> _Problem_
Answer these from the limb-development text below:
(a) Which spinal ganglia supply neurons to the shifted limb?
(b) Where in the limb is Hoxc5 normally expressed?
(c) In what pattern is Tbx2 expressed within the shifted limb?

The neurons that innervate the wing and form the brachial plexus originate from the 16th to 19th spinal ganglia(Lillie, 1927). Transplantation of a limb to the interlimb region results in the migration of neuron axons from the spine into the ectopic limb from axial levels that normally do not contribute to limb innervation(Hamburger, 1939). Consistent with transplantation studies the shifted limb is innervated by neurons from the 15th to 18th spinal ganglia (Fig. 2C, n=6/6). Therefore, following rostral shift of the limb, neuron axons that normally would not participate in innervation of the wing, are recruited into the limb (Fig. 2C, red arrows) and axons that would normally enter the limb mesenchyme no longer do so (Fig. 2C, black arrows). Therefore, following the mislocation of the limb to a more rostral position, several cell-types undergo changes in their developmental program and contribute to different regions of the body.

The limb shifted by Tbx3 misexpression is patterned normally

In a previous study, misexpression of Tbx3 and Tbx2 in the developing hindlimb, results in changes in anteroposterior patterning of digits, suggesting these genes have a role in specifying digit identity(Suzuki et al., 2004). To determine if patterning of the shifted limb is altered following our misexpression strategy, we analyzed the expression of genes normally regionally restricted within the limb. Fgf8 is expressed in the AER of the injected wing in a pattern indistinguishable from the control limb(Fig. 2D; n=5/5,100%). Bmp2, which is expressed in the AER and in the posterior of the limb as a response to Shh signalling(Francis et al., 1994), is expressed in an identical pattern in injected and uninjected limbs(Fig. 2E; n=5/5, 100%)in contrast to other reports (Suzuki et al., 2004). This is consistent with the normal distribution of Shh in Tbx3-injected limbs(Fig. 2A). Hoxc5,which is normally expressed in proximal regions of the limb mesenchyme(Burke et al., 1995), is unaffected in the injected limb (Fig. 2F; n=6/6, 100%). Expression of other T-box genes is also unaffected within the shifted limb despite the rostral mislocation: Tbx5 is expressed throughout the limb mesenchyme(Fig. 2G; n=7/7,100%); Tbx15 is expressed in medial regions of the limb(Fig. 2H; n=6/6,100%); and Tbx2 is expressed in anterior and posterior stripes, in a similar pattern to Tbx3 (Fig. 2I; n=6/6, 100% compare with Fig. 1H).

> _Dataset entries_

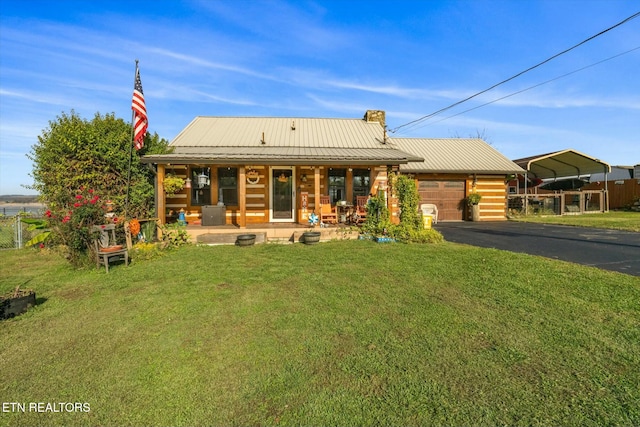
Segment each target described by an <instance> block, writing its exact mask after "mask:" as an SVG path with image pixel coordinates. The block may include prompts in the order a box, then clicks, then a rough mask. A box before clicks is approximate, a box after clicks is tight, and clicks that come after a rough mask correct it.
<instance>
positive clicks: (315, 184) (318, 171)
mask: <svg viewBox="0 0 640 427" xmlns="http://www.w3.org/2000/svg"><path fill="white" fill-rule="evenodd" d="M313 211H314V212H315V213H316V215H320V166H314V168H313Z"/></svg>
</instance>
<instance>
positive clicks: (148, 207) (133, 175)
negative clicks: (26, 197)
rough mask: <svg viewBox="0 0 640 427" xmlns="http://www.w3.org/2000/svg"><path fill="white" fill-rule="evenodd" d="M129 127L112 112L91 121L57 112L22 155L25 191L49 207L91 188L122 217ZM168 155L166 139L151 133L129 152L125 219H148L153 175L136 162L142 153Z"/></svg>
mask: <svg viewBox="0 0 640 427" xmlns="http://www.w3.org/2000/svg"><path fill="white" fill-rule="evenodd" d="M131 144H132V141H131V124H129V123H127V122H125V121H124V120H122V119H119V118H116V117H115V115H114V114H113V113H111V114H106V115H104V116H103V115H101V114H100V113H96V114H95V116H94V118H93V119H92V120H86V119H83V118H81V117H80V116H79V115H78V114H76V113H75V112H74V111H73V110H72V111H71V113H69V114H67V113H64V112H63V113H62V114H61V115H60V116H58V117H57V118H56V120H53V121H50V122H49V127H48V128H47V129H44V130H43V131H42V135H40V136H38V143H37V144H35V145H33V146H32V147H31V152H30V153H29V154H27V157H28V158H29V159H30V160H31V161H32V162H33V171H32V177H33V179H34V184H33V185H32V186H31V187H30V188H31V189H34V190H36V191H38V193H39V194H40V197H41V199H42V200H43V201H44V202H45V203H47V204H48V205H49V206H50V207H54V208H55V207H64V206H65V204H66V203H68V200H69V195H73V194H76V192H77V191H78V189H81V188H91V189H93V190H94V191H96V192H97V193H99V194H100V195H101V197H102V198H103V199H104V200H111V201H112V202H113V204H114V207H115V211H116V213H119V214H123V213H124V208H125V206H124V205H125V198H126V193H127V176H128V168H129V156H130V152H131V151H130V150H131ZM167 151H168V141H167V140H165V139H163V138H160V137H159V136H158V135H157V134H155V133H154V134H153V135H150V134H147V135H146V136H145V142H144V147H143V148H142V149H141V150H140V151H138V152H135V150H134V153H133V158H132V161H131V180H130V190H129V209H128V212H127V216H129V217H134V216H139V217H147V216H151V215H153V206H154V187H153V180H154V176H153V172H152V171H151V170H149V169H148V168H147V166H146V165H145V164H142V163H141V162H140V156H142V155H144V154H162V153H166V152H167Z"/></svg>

> _Solution_
(a) The 15th to 18th spinal ganglia.
(b) In proximal regions of the limb mesenchyme.
(c) In anterior and posterior stripes, similar to the pattern of Tbx3.